→ **Work item**
The number needed is how many lines in these entries contain "below"; give it alone.

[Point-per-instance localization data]
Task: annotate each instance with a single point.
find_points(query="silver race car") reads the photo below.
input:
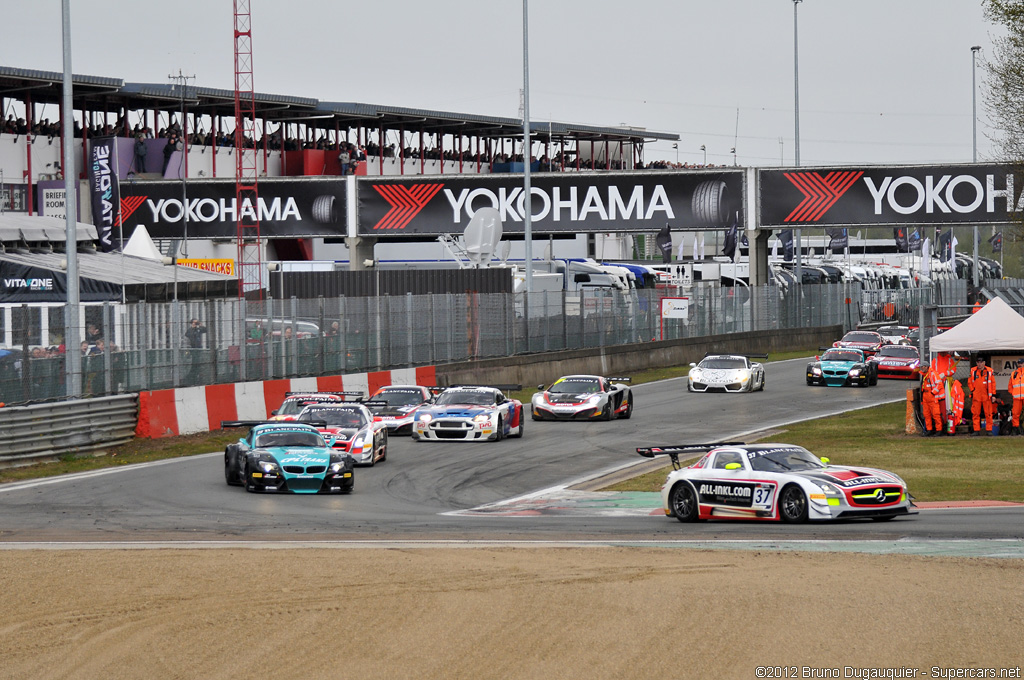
(775, 481)
(727, 373)
(584, 397)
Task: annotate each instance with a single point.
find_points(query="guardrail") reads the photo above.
(48, 430)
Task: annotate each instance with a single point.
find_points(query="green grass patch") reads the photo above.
(960, 468)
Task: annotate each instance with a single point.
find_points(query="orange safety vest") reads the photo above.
(982, 381)
(1017, 384)
(934, 385)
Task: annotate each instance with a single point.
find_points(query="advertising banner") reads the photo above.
(562, 203)
(22, 283)
(297, 208)
(103, 189)
(889, 196)
(216, 265)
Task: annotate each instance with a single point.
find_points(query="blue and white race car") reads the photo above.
(842, 366)
(286, 458)
(470, 414)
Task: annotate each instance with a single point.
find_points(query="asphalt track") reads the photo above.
(524, 491)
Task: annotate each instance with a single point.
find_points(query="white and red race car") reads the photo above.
(775, 481)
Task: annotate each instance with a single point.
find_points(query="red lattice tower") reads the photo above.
(250, 265)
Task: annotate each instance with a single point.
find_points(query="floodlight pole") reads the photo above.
(527, 208)
(73, 355)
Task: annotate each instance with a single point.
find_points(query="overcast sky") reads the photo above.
(881, 81)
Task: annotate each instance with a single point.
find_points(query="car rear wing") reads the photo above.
(673, 451)
(504, 388)
(225, 424)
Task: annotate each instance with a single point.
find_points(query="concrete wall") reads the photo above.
(529, 370)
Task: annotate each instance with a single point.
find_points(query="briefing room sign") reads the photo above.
(886, 196)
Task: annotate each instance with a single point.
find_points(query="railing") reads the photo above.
(246, 341)
(48, 430)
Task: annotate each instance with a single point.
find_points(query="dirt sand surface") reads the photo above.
(515, 612)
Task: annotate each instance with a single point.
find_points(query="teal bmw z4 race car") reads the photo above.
(839, 367)
(286, 458)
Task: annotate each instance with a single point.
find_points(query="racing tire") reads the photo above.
(793, 504)
(683, 503)
(710, 204)
(324, 211)
(249, 485)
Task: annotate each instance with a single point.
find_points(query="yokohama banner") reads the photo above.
(560, 203)
(103, 188)
(889, 196)
(297, 208)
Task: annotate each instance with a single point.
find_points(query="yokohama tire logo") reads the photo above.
(406, 202)
(129, 204)
(820, 194)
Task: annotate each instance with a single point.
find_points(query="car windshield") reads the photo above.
(860, 337)
(472, 397)
(842, 356)
(294, 406)
(576, 386)
(902, 351)
(303, 438)
(404, 397)
(783, 460)
(344, 418)
(723, 363)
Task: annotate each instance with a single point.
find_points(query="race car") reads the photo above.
(838, 368)
(866, 341)
(897, 362)
(727, 373)
(286, 458)
(584, 397)
(775, 481)
(395, 406)
(470, 414)
(894, 335)
(351, 428)
(296, 401)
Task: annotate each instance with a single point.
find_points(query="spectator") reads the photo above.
(140, 152)
(172, 145)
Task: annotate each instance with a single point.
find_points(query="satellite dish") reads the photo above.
(482, 235)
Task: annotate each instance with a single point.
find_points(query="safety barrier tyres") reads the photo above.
(49, 430)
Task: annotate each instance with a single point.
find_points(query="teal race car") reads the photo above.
(286, 458)
(840, 367)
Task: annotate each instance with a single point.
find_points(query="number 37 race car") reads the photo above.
(775, 481)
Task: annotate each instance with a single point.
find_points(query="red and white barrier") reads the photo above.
(188, 410)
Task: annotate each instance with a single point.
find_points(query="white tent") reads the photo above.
(994, 327)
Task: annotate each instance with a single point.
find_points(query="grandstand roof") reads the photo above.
(113, 93)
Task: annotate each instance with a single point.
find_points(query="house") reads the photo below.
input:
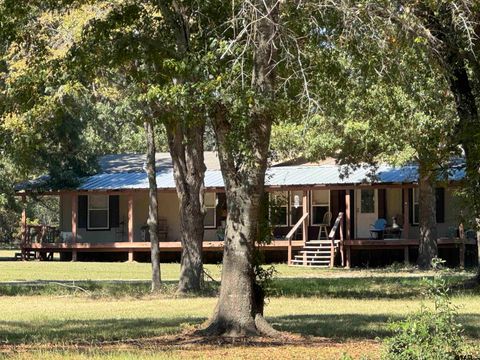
(107, 213)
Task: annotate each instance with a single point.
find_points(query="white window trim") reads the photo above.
(414, 191)
(108, 214)
(214, 207)
(287, 206)
(291, 203)
(312, 205)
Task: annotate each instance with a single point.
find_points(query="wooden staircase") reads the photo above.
(317, 253)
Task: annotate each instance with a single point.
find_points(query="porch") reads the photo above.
(124, 214)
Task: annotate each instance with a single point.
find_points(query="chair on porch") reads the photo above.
(324, 226)
(377, 229)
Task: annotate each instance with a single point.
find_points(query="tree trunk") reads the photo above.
(186, 148)
(239, 311)
(243, 154)
(152, 205)
(185, 140)
(468, 133)
(427, 217)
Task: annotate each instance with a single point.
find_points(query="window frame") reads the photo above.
(417, 203)
(374, 199)
(291, 204)
(214, 207)
(312, 205)
(89, 210)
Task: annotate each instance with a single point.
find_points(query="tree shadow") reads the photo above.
(91, 331)
(354, 288)
(355, 326)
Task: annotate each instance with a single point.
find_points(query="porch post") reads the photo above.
(74, 225)
(24, 225)
(130, 226)
(406, 210)
(305, 221)
(347, 214)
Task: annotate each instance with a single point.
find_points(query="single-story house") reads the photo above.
(107, 212)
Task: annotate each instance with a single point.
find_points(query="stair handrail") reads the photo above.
(290, 235)
(338, 223)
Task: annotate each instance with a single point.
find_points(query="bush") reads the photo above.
(430, 334)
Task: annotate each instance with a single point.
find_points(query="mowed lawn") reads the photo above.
(336, 311)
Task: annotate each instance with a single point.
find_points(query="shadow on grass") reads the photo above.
(94, 288)
(354, 288)
(356, 326)
(338, 327)
(91, 331)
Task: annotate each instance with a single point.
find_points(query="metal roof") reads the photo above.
(276, 176)
(121, 163)
(122, 172)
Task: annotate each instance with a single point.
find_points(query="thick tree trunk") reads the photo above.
(186, 148)
(185, 139)
(427, 217)
(468, 132)
(239, 309)
(152, 205)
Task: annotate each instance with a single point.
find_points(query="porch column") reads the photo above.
(74, 224)
(130, 226)
(406, 210)
(305, 221)
(24, 225)
(347, 214)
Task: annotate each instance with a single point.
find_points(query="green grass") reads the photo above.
(57, 270)
(83, 320)
(75, 319)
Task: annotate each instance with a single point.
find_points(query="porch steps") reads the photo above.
(315, 253)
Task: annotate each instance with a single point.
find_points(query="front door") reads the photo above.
(366, 201)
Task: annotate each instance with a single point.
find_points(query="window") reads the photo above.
(296, 206)
(320, 205)
(367, 201)
(279, 208)
(210, 210)
(415, 207)
(98, 212)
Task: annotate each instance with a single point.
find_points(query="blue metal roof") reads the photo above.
(276, 176)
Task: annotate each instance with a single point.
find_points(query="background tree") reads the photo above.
(447, 32)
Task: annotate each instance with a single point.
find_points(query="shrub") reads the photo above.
(430, 334)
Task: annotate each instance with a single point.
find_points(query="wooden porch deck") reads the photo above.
(169, 246)
(276, 245)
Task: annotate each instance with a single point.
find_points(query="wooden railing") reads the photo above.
(38, 234)
(337, 225)
(302, 220)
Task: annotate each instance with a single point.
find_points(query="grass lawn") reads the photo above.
(58, 270)
(332, 311)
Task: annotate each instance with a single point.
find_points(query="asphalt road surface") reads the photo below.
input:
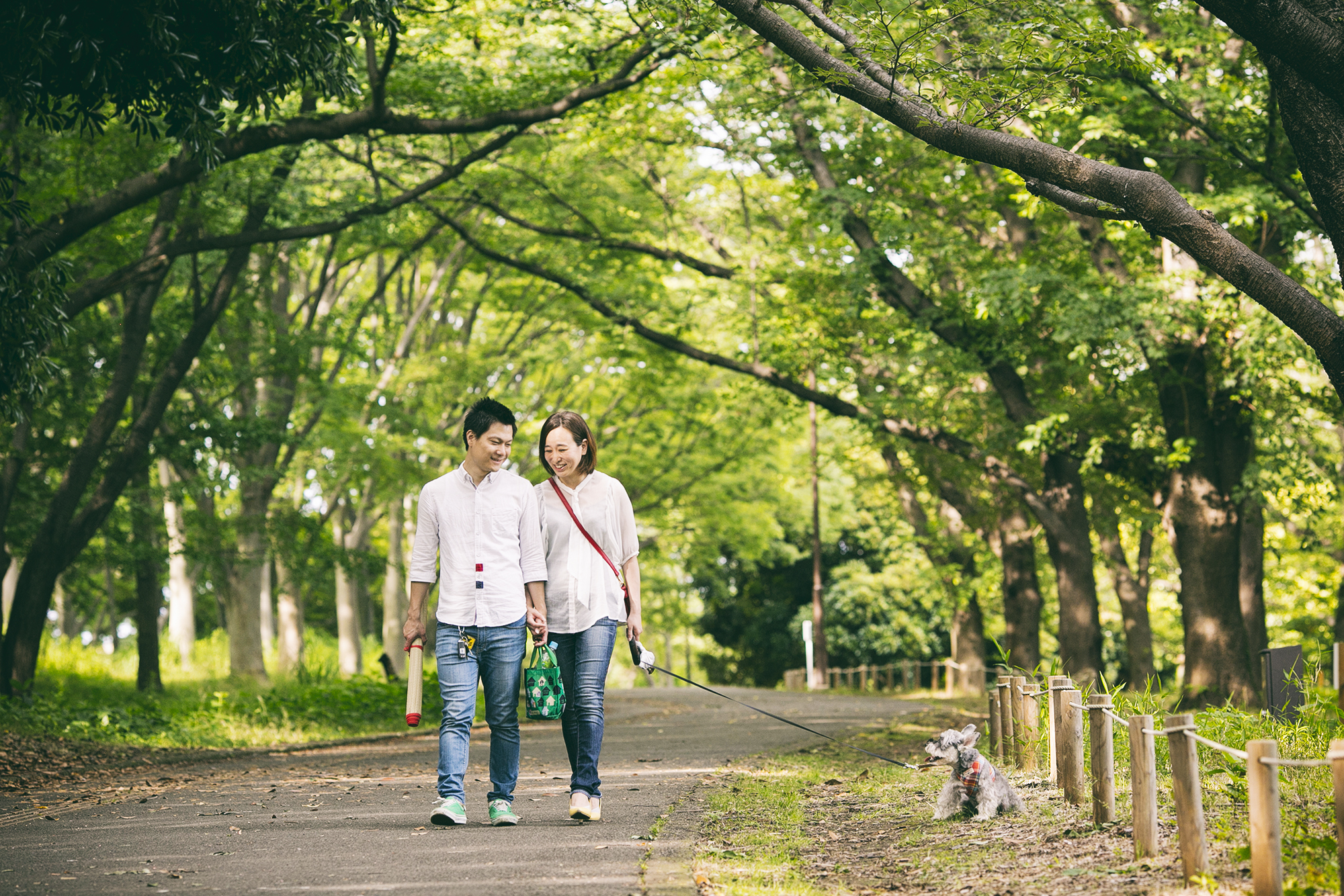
(355, 820)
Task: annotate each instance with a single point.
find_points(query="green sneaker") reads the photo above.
(448, 811)
(502, 813)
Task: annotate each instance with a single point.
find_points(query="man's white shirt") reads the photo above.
(489, 541)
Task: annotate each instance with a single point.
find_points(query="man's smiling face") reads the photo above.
(491, 451)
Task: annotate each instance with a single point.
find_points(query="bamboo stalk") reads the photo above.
(1072, 748)
(1032, 717)
(997, 744)
(1019, 722)
(1006, 718)
(1143, 774)
(1267, 832)
(1053, 719)
(1104, 760)
(1189, 796)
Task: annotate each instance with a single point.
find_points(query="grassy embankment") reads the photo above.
(83, 694)
(826, 820)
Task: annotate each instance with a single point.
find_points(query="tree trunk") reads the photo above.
(58, 602)
(110, 585)
(149, 592)
(68, 529)
(968, 644)
(948, 555)
(243, 602)
(819, 631)
(1130, 590)
(1070, 553)
(1252, 581)
(267, 607)
(1021, 588)
(182, 588)
(349, 654)
(11, 582)
(1204, 525)
(290, 604)
(394, 600)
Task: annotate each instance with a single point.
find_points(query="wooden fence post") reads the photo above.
(1143, 776)
(1338, 773)
(997, 742)
(1017, 686)
(1032, 723)
(1053, 721)
(1189, 796)
(1104, 760)
(1072, 746)
(1267, 834)
(1006, 717)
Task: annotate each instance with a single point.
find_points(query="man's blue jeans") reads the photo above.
(585, 658)
(497, 660)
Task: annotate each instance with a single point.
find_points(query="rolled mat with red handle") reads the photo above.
(415, 682)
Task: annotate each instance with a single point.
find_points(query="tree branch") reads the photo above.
(994, 467)
(1147, 197)
(709, 269)
(62, 229)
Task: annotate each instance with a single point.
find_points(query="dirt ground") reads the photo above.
(869, 830)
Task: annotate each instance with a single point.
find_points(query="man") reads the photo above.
(483, 523)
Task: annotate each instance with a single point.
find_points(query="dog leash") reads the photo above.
(636, 649)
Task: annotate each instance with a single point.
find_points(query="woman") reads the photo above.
(585, 601)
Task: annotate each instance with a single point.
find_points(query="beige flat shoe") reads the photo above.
(580, 808)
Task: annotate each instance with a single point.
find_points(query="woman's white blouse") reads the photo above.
(580, 586)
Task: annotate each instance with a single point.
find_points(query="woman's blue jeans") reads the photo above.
(497, 662)
(584, 659)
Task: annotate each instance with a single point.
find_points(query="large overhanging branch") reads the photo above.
(1144, 195)
(62, 229)
(993, 467)
(1288, 30)
(92, 292)
(709, 269)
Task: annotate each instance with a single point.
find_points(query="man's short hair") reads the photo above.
(486, 414)
(580, 431)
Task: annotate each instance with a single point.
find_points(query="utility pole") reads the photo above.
(819, 632)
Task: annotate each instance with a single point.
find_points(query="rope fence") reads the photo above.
(1014, 741)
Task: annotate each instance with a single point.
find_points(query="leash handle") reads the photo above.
(894, 762)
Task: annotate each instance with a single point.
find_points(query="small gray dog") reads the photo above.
(976, 787)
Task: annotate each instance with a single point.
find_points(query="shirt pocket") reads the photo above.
(505, 522)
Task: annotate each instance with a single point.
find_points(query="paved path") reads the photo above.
(355, 820)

→ **Output for this exercise**
3